Given request A – Retype the passage about the stage from "Charles II. in" to "St. James's Park!".
Given request B – Summarize the passage about the stage in two sentences.

If the stage is useful as a school of instruction, it is no less so as a source of amusement. It is the source of the greatest enjoyment at the time, and a never-failing fund of agreeable reflection afterwards. The merits of a new play, or of a new actor, are always among the first topics of polite conversation. One way in which public exhibitions contribute to refine and humanize mankind, is by supplying them with ideas and subjects of conversation and interest in common. The progress of civilization is in proportion to the number of common-places current in society. For instance, if we meet with a stranger at an inn or in a stage-coach, who knows nothing but his own affairs, his shop, his customers, his farm, his pigs, his poultry, we can carry on no conversation with him on these local and personal matters: the only way is to let him have all the talk to himself. But if he has fortunately ever seen Mr. Liston act, this is an immediate topic of mutual conversation, and we agree together the rest of the evening in discussing the merits of that inimitable actor, with the same satisfaction as in talking over the affairs of the most intimate friend.

If the stage thus introduces us familiarly to our contemporaries, it also brings us acquainted with former times. It is an interesting revival of past ages, manners, opinions, dresses, persons, and actions,-whether it carries us back to the wars of York and Lancaster, or half-way back to the heroic times of Greece and Rome, in some translation from the French, or quite back to the age of

Charles II. in the scenes of Congreve and of Etherege, (the gay Sir George!)-happy age, when kings and nobles led purely ornamental lives, when the utmost stretch of a morning's study went no farther than the choice of a sword-knot, or the adjustment of a side-curl; when the soul spoke out in all the pleasing eloquence of dress; and beaux and belles, enamoured of themselves in one another's follies, fluttered like gilded butterflies in giddy mazes through the walks of St. James's Park!

A good company of comedians, a Theatre-Royal judiciously managed, is your true Herald's College; the only Antiquarian Society that is worth a rush. It is for this reason that there is such an air of romance about players, and that it is pleasanter to see them, even in their own persons, than any of the three learned professions. We feel more respect for John Kemble in a plain coat, than for the Lord Chancellor on the woolsack. He is surrounded, to our eyes, with a greater number of imposing recollections: he is a more reverend piece of formality; a more complicated tissue of costume. We do not know whether to look upon this accomplished actor as Pierre or King John or Coriolanus or Cato or Leontes or the Stranger. But we see in him a stately hieroglyphic of humanity; a living monument of departed greatness; a sombre comment on the rise and fall of kings. We look after him till he is out of sight, as we listen to a story of one of Ossian's heroes, to "a tale of other times!"

Extracted entries –
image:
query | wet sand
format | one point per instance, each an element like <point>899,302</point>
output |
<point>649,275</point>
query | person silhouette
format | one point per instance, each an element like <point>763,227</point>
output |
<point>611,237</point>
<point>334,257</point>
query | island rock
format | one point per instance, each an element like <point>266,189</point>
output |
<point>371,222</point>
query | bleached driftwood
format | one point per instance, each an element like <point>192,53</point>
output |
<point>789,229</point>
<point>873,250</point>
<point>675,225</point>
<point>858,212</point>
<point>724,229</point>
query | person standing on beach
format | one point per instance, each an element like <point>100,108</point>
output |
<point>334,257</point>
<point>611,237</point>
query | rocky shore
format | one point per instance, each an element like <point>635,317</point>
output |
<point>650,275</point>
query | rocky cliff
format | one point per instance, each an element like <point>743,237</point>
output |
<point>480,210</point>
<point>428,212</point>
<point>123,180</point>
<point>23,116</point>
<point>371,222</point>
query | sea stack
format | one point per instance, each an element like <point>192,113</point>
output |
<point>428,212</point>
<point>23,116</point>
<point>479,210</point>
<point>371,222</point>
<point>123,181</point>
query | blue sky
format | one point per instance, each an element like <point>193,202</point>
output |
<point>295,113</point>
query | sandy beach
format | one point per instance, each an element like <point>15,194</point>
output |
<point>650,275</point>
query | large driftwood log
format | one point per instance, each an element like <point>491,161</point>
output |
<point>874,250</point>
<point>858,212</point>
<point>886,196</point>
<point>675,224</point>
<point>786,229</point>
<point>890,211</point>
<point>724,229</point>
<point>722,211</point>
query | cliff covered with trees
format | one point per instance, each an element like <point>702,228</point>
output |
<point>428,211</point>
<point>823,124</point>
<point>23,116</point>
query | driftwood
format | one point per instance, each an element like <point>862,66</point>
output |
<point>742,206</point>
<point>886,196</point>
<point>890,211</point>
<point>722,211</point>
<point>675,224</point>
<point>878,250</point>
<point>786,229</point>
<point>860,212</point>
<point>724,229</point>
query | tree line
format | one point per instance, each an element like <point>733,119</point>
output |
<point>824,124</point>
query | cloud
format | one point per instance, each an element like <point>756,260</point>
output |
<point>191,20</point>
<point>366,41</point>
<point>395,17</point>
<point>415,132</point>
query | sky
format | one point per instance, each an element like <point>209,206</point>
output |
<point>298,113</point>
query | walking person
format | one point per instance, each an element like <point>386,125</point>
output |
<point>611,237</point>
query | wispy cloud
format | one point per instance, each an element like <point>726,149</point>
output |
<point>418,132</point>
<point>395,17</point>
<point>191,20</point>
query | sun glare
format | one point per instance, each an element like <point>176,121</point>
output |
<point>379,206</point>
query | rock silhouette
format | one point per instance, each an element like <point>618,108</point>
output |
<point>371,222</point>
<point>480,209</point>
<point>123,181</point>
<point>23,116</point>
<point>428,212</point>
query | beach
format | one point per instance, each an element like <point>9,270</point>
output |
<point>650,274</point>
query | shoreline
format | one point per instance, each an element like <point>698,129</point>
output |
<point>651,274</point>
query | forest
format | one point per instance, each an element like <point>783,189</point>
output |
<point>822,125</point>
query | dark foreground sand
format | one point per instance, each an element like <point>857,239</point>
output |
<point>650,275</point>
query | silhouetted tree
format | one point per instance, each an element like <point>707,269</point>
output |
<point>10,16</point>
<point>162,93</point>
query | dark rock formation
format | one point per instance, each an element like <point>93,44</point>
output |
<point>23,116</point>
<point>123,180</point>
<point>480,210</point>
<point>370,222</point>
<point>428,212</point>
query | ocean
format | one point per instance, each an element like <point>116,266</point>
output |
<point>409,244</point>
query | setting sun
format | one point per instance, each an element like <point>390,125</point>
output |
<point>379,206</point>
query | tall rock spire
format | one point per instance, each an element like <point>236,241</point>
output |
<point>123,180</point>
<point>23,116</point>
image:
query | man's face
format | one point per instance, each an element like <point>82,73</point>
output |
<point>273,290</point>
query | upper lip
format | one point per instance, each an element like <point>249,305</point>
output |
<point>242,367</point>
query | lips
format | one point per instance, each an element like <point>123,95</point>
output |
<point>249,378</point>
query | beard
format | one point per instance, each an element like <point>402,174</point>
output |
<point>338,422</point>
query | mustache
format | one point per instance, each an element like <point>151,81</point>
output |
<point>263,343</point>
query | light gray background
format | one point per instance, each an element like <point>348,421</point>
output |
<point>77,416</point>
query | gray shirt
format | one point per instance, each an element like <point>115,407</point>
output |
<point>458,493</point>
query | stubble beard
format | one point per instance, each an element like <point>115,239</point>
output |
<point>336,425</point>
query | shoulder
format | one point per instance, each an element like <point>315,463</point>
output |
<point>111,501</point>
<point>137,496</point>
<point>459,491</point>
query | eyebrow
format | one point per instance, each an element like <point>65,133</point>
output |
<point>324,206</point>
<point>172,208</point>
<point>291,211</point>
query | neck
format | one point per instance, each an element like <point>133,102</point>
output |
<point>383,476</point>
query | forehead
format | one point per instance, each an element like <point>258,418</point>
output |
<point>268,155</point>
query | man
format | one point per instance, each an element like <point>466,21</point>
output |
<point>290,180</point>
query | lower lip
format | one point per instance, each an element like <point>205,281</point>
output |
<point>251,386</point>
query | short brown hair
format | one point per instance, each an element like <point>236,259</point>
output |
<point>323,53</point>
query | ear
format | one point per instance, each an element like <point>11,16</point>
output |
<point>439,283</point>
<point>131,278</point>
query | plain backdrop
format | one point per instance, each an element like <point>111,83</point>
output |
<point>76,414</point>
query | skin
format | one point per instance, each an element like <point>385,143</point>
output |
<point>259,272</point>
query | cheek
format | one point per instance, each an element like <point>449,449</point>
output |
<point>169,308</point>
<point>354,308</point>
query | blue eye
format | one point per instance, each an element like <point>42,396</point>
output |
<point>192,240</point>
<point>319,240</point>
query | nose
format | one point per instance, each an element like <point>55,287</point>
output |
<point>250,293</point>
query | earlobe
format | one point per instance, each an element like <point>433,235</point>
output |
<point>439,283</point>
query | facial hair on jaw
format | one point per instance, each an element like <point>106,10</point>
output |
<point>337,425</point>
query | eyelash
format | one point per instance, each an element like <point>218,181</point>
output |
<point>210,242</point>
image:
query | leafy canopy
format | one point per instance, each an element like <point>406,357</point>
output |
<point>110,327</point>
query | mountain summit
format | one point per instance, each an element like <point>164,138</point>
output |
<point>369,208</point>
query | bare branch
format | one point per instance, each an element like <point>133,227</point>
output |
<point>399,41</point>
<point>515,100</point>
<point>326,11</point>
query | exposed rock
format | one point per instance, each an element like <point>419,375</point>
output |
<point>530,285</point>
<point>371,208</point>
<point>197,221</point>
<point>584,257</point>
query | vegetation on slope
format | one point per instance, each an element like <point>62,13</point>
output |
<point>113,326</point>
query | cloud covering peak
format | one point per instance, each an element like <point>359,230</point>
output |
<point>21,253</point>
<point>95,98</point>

Worked answer A –
Charles II. in the scenes of Congreve and of Etherege, (the gay Sir George!)-happy age, when kings and nobles led purely ornamental lives, when the utmost stretch of a morning's study went no farther than the choice of a sword-knot, or the adjustment of a side-curl; when the soul spoke out in all the pleasing eloquence of dress; and beaux and belles, enamoured of themselves in one another's follies, fluttered like gilded butterflies in giddy mazes through the walks of St. James's Park!

Worked answer B – The stage is a source of amusement that gives people common topics of conversation, so that even a stranger met at an inn can talk pleasantly about an actor such as Mr. Liston. It also revives past ages, manners, and dress, which gives players an air of romance and earns an actor like John Kemble more respect than the Lord Chancellor.